── Entries shown ──
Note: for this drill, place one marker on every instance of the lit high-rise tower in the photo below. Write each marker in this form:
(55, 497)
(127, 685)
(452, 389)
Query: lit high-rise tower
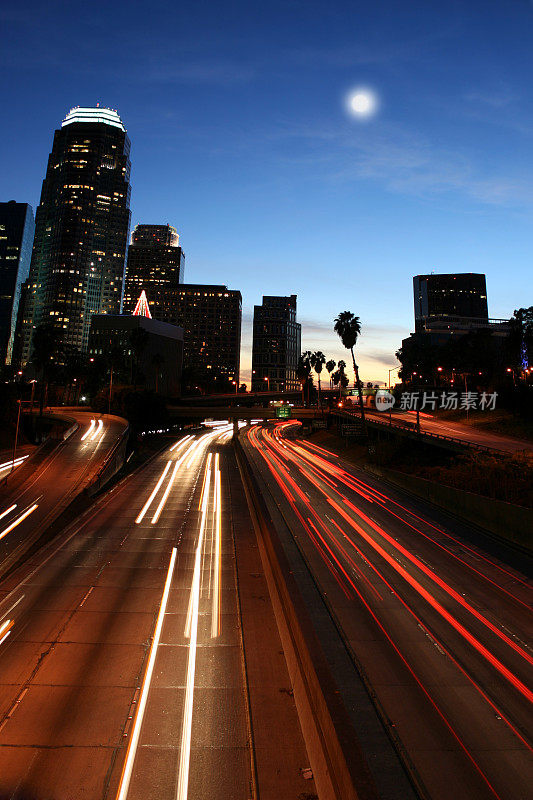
(155, 264)
(81, 229)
───
The copy you produce must hold all the records above exactly and none of their pictures.

Note: for this drill, place one marker on every instance of the lit high-rise tower in the photo below. Write each marker in this form:
(55, 497)
(127, 685)
(452, 389)
Query: lit high-rise tower
(155, 264)
(81, 229)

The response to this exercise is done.